> **Passage du texte**:
☆ ☆ ☆ ☆

Ce fut une expérience intéressante pour moi car elle était inédite. Jamais encore je n’avais vécu pareille situation. Je me suis bien repris. Et qui dit que cette faute n’a pas été positive pour le reste du match ? D’un coup, nous devions marquer et nous l’avons fait. Imaginez que le score soit resté de zéro partout et que Dortmund ait marqué à la dernière minute ? Nous étions éliminés de la Ligue des Champions.

Que vous a appris cette faute ?

Rien de spécial. Je dois être encore plus concentré. Peut-être vaut-il mieux envoyer pareil ballon dans les tribunes. Je ne sais pas. On peut tendre vers la perfection mais je ne sais pas s’il est possible de l’atteindre. Je suis un homme normal, je ne suis pas Dieu.

Vous avez arrêté cinq penalties lors de votre premier mois : un contre le Hertha Berlin, deux contre le Sporting Lisbonne et deux contre Dortmund. Comment faites-vous ?

C’est une question de concentration et à l’école des gardiens, en Croatie, j’ai appris à ne pas regarder le visage ni les jambes de celui qui va botter le penalty mais son pied. Il ne trompe jamais. Ce qui ne veut pas dire que je choisis toujours le bon côté. Il y a deux ou trois ans, contre Galatasaray, j’ai même plongé cinq fois du mauvais côté. Il n’empêche : lire le pied vous donne plus de chances. Bergdolmo a mal tiré mais Amoroso a été très précis. C’est peut-être le plus bel arrêt de ma carrière. Il est resté là, stupéfait, se demandant comment j’avais fait pour intercepter le ballon. Je lui ai dit : c’est 1-1 ! Nous nous connaissons car nous nous sommes affrontés en UEFA, lors de Parme-Dinamo Zagreb. Nous avons gagné 1-0 à domicile mais là, nous nous sommes inclinés 2-0, sur deux buts d’Amoroso.

☆ ☆ ☆ ☆

> **Informations extraites**:

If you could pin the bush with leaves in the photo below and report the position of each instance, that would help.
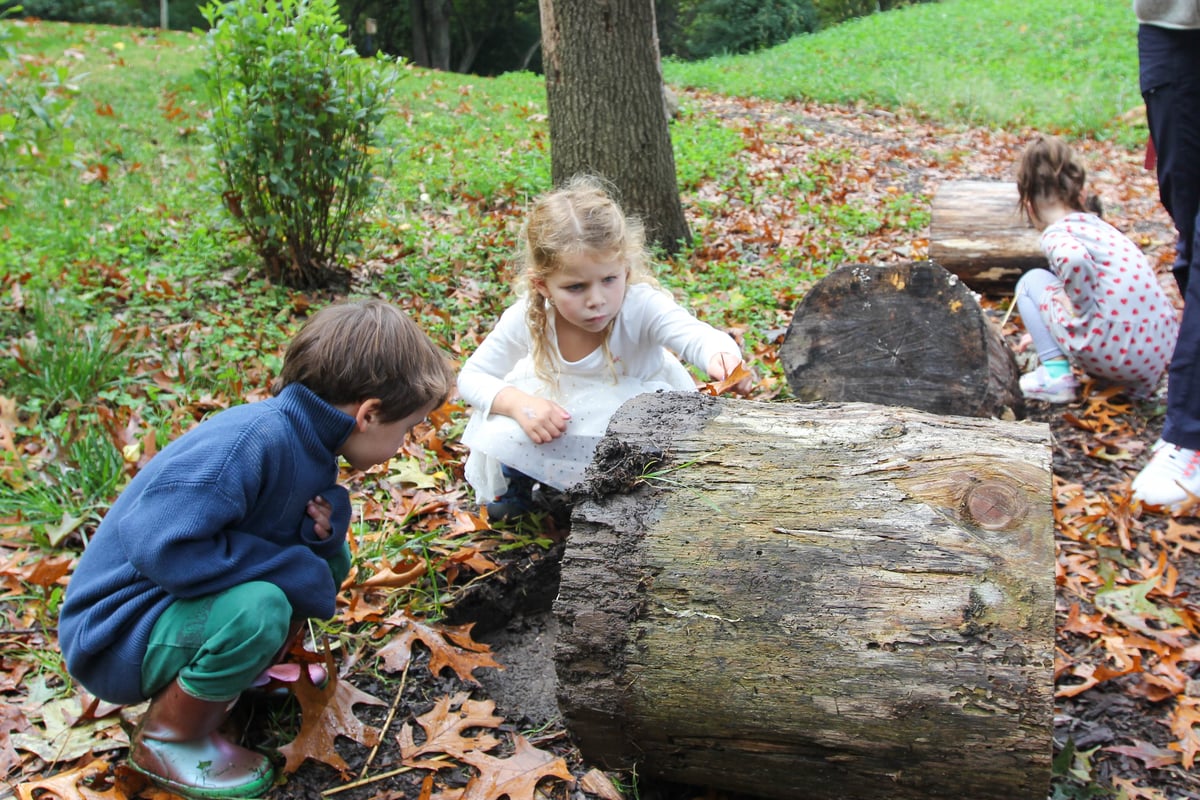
(36, 101)
(699, 29)
(295, 122)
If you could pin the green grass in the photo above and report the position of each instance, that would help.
(1068, 67)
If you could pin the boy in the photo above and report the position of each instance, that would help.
(233, 535)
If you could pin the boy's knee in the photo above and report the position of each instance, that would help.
(257, 611)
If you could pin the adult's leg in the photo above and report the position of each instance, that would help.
(1169, 65)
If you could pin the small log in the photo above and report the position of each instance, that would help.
(900, 335)
(827, 601)
(977, 233)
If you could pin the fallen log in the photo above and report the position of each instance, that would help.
(977, 233)
(900, 335)
(823, 601)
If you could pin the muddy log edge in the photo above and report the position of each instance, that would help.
(825, 600)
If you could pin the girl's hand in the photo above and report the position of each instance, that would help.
(543, 420)
(723, 365)
(321, 512)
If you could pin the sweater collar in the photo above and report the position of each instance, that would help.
(316, 420)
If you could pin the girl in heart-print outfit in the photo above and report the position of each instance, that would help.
(1099, 305)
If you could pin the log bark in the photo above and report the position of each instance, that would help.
(900, 335)
(825, 601)
(977, 233)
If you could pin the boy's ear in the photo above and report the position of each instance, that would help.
(367, 413)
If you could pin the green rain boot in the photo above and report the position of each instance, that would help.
(177, 745)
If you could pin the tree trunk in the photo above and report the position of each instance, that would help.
(420, 46)
(828, 601)
(977, 233)
(900, 335)
(604, 92)
(437, 19)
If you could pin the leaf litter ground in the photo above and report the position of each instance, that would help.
(430, 721)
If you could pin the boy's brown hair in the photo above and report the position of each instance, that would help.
(352, 352)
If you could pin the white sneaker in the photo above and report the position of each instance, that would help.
(1038, 385)
(1170, 477)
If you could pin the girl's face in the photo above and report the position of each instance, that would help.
(587, 290)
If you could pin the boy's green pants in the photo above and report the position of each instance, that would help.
(217, 645)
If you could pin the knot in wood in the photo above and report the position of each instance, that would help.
(994, 505)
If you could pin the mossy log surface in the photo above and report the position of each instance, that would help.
(813, 601)
(977, 233)
(900, 335)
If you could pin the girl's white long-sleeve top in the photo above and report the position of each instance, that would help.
(649, 320)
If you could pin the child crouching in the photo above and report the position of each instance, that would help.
(233, 535)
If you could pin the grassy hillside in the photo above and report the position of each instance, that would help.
(1057, 65)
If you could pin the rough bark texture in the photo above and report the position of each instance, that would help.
(977, 233)
(900, 335)
(826, 601)
(604, 94)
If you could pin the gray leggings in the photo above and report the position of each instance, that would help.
(1030, 290)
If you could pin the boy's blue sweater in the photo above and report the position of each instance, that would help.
(222, 505)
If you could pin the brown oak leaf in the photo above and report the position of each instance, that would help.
(397, 653)
(444, 727)
(516, 776)
(327, 714)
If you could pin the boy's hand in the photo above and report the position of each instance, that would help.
(321, 512)
(543, 420)
(724, 365)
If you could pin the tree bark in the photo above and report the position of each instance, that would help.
(604, 94)
(826, 601)
(900, 335)
(420, 46)
(977, 233)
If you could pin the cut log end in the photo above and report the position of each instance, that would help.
(900, 335)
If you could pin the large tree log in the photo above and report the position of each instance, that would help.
(977, 233)
(900, 335)
(828, 601)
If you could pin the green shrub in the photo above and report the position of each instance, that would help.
(36, 97)
(706, 28)
(295, 119)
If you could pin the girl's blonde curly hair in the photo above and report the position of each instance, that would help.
(580, 216)
(1049, 170)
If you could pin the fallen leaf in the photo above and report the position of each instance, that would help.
(1150, 755)
(397, 653)
(514, 777)
(325, 714)
(445, 726)
(599, 783)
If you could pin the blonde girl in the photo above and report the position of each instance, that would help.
(1099, 305)
(589, 329)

☆ ☆ ☆ ☆

> **Consigne**:
Les affirmations suivantes sont-elles conformes à l'entretien avec le gardien ? Répondez par oui ou par non et citez pour chacune les mots décisifs du texte.
1. Le gardien a arrêté cinq penalties au cours de son premier mois.
2. Face à un penalty, le gardien observe le visage du tireur.
3. Contre Galatasaray, le gardien a plongé cinq fois du bon côté.

> **Corrigé**:
1. Oui : « Vous avez arrêté cinq penalties lors de votre premier mois ».
2. Non : « j’ai appris à ne pas regarder le visage ni les jambes de celui qui va botter le penalty mais son pied ».
3. Non : « contre Galatasaray, j’ai même plongé cinq fois du mauvais côté ».